SHORT TASK >> Lay out every line of the listing below as a Markdown table with the columns No. and Entry, numbering the rows and skipping blank lines. Omit the pictures.

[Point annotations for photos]
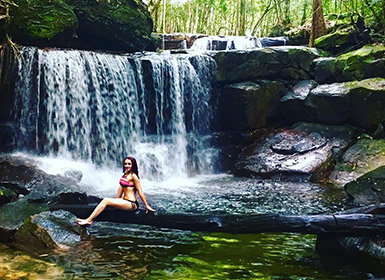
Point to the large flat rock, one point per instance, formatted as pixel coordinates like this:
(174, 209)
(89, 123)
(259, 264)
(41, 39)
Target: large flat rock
(304, 152)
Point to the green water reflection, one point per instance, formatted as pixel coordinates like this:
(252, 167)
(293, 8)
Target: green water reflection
(149, 253)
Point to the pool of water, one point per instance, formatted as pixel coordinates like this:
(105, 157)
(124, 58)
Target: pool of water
(123, 251)
(116, 251)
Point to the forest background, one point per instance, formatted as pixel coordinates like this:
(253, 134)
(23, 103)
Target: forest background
(260, 18)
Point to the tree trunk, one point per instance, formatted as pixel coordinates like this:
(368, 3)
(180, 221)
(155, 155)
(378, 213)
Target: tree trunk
(318, 27)
(369, 220)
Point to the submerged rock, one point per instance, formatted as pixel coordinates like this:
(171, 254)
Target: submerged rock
(42, 22)
(304, 152)
(6, 195)
(338, 41)
(107, 25)
(246, 106)
(366, 62)
(13, 214)
(364, 156)
(47, 231)
(363, 248)
(292, 104)
(369, 188)
(119, 25)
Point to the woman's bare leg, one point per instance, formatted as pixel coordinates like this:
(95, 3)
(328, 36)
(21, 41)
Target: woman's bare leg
(114, 202)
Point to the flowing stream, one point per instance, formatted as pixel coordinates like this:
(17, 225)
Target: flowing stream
(85, 111)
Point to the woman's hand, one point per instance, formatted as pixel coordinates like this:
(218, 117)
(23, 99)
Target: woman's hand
(148, 208)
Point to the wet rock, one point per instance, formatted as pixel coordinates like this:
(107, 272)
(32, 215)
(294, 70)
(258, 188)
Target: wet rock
(366, 62)
(46, 231)
(360, 103)
(41, 22)
(286, 62)
(107, 25)
(292, 103)
(304, 152)
(6, 195)
(246, 106)
(369, 188)
(364, 156)
(369, 249)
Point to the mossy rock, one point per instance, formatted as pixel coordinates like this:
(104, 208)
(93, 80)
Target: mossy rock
(369, 188)
(120, 25)
(361, 158)
(6, 195)
(246, 106)
(40, 22)
(366, 62)
(285, 62)
(115, 25)
(299, 35)
(47, 231)
(337, 41)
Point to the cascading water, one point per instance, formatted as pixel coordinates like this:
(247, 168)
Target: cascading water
(236, 42)
(100, 108)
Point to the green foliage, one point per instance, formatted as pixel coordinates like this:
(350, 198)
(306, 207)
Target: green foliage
(258, 18)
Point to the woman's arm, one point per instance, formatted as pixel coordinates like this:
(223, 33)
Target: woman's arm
(141, 193)
(120, 192)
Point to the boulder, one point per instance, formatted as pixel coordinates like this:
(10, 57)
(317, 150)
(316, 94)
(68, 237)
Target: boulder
(298, 35)
(13, 214)
(247, 105)
(360, 103)
(291, 105)
(42, 23)
(364, 156)
(338, 41)
(369, 188)
(6, 195)
(24, 178)
(118, 25)
(361, 249)
(328, 104)
(304, 152)
(46, 231)
(285, 62)
(366, 62)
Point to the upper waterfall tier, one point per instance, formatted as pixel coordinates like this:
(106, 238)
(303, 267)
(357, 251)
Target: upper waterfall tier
(102, 107)
(236, 42)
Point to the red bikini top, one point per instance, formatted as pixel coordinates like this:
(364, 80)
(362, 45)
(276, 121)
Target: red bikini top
(125, 183)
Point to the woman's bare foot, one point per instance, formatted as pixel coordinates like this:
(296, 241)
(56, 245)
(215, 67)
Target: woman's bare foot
(84, 222)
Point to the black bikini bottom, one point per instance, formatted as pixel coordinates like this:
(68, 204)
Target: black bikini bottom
(133, 203)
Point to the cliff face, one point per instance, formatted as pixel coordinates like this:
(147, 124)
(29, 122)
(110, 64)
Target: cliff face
(94, 25)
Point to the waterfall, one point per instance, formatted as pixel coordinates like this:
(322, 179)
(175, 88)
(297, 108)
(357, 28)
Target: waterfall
(101, 107)
(236, 42)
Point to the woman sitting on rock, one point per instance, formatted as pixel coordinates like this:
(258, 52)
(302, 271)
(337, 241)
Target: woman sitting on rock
(129, 184)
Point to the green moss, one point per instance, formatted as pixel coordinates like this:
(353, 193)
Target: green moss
(334, 39)
(41, 19)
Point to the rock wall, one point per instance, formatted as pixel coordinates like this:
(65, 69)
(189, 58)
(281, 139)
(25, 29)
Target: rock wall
(86, 24)
(297, 87)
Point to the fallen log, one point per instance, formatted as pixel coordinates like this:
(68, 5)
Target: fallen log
(352, 223)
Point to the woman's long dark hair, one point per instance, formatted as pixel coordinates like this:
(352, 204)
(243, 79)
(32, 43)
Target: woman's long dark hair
(134, 167)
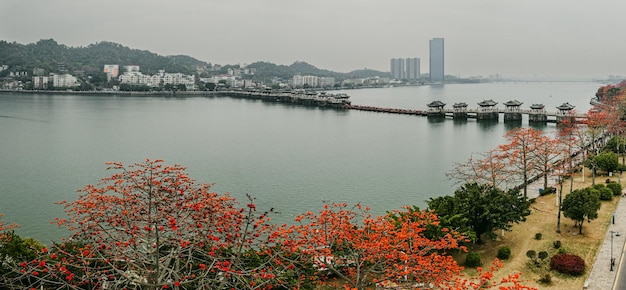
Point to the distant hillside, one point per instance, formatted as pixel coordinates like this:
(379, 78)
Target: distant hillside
(265, 70)
(53, 57)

EXERCISE ANSWER >>
| No. | Entry |
|---|---|
| 1 | Point to the large flat rock, one point per instance, formatted as pixel coordinates like this: |
| 2 | (174, 209) |
| 3 | (89, 123) |
| 4 | (259, 264) |
| 5 | (41, 39) |
| 6 | Target: large flat rock |
| 7 | (304, 152) |
| 8 | Point to the green water reflection, one point per instance, formatted as pixel coordinates like this: |
| 9 | (252, 167) |
| 10 | (293, 8) |
| 11 | Target: green water reflection |
| 12 | (149, 253) |
| 13 | Point to the pool of water, one point per instance, formatted as pixel coordinates like this: |
| 14 | (105, 157) |
| 15 | (124, 58) |
| 16 | Target: pool of water |
| 17 | (123, 251) |
| 18 | (116, 251) |
| 19 | Point to the forest background, one point per instance, formatted as pixel coordinates like this: |
| 20 | (253, 134) |
| 21 | (23, 103) |
| 22 | Target: forest background |
| 23 | (260, 18) |
| 24 | Point to the tree trunk, one point per instance, formatted as pixel coordinates like this: |
| 25 | (368, 3) |
| 26 | (180, 221) |
| 27 | (155, 155) |
| 28 | (378, 213) |
| 29 | Target: tree trunk |
| 30 | (318, 27) |
| 31 | (369, 220) |
| 32 | Point to the submerged rock, one point per instance, formatted as pixel coordinates like this: |
| 33 | (171, 254) |
| 34 | Target: submerged rock |
| 35 | (42, 22) |
| 36 | (304, 152) |
| 37 | (6, 195) |
| 38 | (338, 41) |
| 39 | (107, 25) |
| 40 | (246, 106) |
| 41 | (366, 62) |
| 42 | (13, 214) |
| 43 | (364, 156) |
| 44 | (47, 231) |
| 45 | (363, 248) |
| 46 | (292, 104) |
| 47 | (369, 188) |
| 48 | (119, 25) |
| 49 | Point to the woman's bare leg, one point per instance, formatted as pixel coordinates like this: |
| 50 | (95, 3) |
| 51 | (328, 36) |
| 52 | (21, 41) |
| 53 | Target: woman's bare leg |
| 54 | (114, 202) |
| 55 | Point to the flowing stream, one point per instance, formatted as pixel coordinates like this: |
| 56 | (17, 225) |
| 57 | Target: flowing stream |
| 58 | (85, 111) |
| 59 | Point to the woman's hand, one point per instance, formatted as pixel coordinates like this: |
| 60 | (218, 117) |
| 61 | (23, 99) |
| 62 | Target: woman's hand |
| 63 | (148, 208) |
| 64 | Point to the wet rock, one point per instance, formatted as pixel coordinates like this: |
| 65 | (107, 272) |
| 66 | (32, 215) |
| 67 | (294, 70) |
| 68 | (258, 188) |
| 69 | Target: wet rock |
| 70 | (366, 62) |
| 71 | (46, 231) |
| 72 | (360, 103) |
| 73 | (41, 22) |
| 74 | (286, 62) |
| 75 | (107, 25) |
| 76 | (292, 103) |
| 77 | (304, 152) |
| 78 | (6, 195) |
| 79 | (246, 106) |
| 80 | (369, 188) |
| 81 | (364, 156) |
| 82 | (369, 249) |
| 83 | Point to the mossy rock, one point per instance, formatted as pixel coordinates like this: |
| 84 | (104, 208) |
| 85 | (93, 80) |
| 86 | Target: mossy rock |
| 87 | (369, 188) |
| 88 | (120, 25) |
| 89 | (361, 158) |
| 90 | (6, 195) |
| 91 | (246, 106) |
| 92 | (40, 22) |
| 93 | (366, 62) |
| 94 | (285, 62) |
| 95 | (115, 25) |
| 96 | (299, 35) |
| 97 | (47, 231) |
| 98 | (337, 41) |
| 99 | Point to the cascading water, one point per instance, formatted as pixel coordinates like this: |
| 100 | (247, 168) |
| 101 | Target: cascading water |
| 102 | (236, 42) |
| 103 | (100, 108) |
| 104 | Point to the green foliage, one point per instance, formatted as pixel coordinates like this: |
| 105 | (350, 198) |
| 106 | (306, 207) |
| 107 | Target: green foliage |
| 108 | (258, 18) |
| 109 | Point to the woman's arm, one point per instance, formatted as pixel coordinates like this: |
| 110 | (223, 33) |
| 111 | Target: woman's arm |
| 112 | (141, 193) |
| 113 | (120, 192) |
| 114 | Point to the boulder, one point per instance, formatted as pixel coordinates like this: |
| 115 | (10, 57) |
| 116 | (317, 150) |
| 117 | (316, 94) |
| 118 | (68, 237) |
| 119 | Target: boulder |
| 120 | (298, 35) |
| 121 | (13, 214) |
| 122 | (247, 105) |
| 123 | (360, 103) |
| 124 | (291, 105) |
| 125 | (42, 23) |
| 126 | (364, 156) |
| 127 | (338, 41) |
| 128 | (369, 188) |
| 129 | (6, 195) |
| 130 | (24, 178) |
| 131 | (118, 25) |
| 132 | (361, 249) |
| 133 | (328, 104) |
| 134 | (304, 152) |
| 135 | (46, 231) |
| 136 | (285, 62) |
| 137 | (366, 62) |
| 138 | Point to the upper waterfall tier, one point per instance, formatted as pixel coordinates like this: |
| 139 | (106, 238) |
| 140 | (303, 267) |
| 141 | (357, 251) |
| 142 | Target: upper waterfall tier |
| 143 | (102, 107) |
| 144 | (236, 42) |
| 145 | Point to the red bikini top, one point per instance, formatted as pixel coordinates like this: |
| 146 | (364, 80) |
| 147 | (362, 45) |
| 148 | (276, 121) |
| 149 | Target: red bikini top |
| 150 | (125, 183) |
| 151 | Point to the woman's bare foot, one point per instance, formatted as pixel coordinates like this: |
| 152 | (296, 241) |
| 153 | (56, 245) |
| 154 | (215, 67) |
| 155 | Target: woman's bare foot |
| 156 | (84, 222) |
| 157 | Point to the black bikini bottom, one point per instance, formatted as pixel coordinates like this: |
| 158 | (68, 204) |
| 159 | Target: black bikini bottom |
| 160 | (133, 203) |
| 161 | Point to the cliff face, one point per instance, formatted as pixel coordinates like this: |
| 162 | (147, 124) |
| 163 | (29, 122) |
| 164 | (110, 64) |
| 165 | Target: cliff face |
| 166 | (94, 25) |
| 167 | Point to the waterfall, one point per instance, formatted as pixel coordinates like this: |
| 168 | (322, 179) |
| 169 | (175, 88) |
| 170 | (297, 108) |
| 171 | (357, 28) |
| 172 | Target: waterfall |
| 173 | (101, 107) |
| 174 | (236, 42) |
| 175 | Point to the woman sitting on rock, one point per instance, formatted as pixel coordinates like this: |
| 176 | (258, 52) |
| 177 | (302, 271) |
| 178 | (337, 241) |
| 179 | Target: woman sitting on rock |
| 180 | (129, 184) |
| 181 | Point to the green moss, one point per instance, formatted as pixel coordinates like this: |
| 182 | (353, 193) |
| 183 | Target: green moss |
| 184 | (334, 39) |
| 185 | (41, 19) |
| 186 | Point to the rock wall, one point per instance, formatted as pixel coordinates like this: |
| 187 | (65, 69) |
| 188 | (189, 58) |
| 189 | (281, 139) |
| 190 | (25, 29) |
| 191 | Target: rock wall |
| 192 | (86, 24) |
| 193 | (297, 87) |
| 194 | Point to the fallen log, one point per instance, formatted as pixel coordinates like this: |
| 195 | (68, 5) |
| 196 | Target: fallen log |
| 197 | (352, 223) |
| 198 | Point to the woman's long dark hair, one point per instance, formatted as pixel coordinates like this: |
| 199 | (352, 204) |
| 200 | (243, 79) |
| 201 | (32, 43) |
| 202 | Target: woman's long dark hair |
| 203 | (134, 167) |
| 204 | Point to the distant hillside, one point per instance, formatted as pixel coordinates like this: |
| 205 | (379, 78) |
| 206 | Target: distant hillside |
| 207 | (265, 70) |
| 208 | (53, 57) |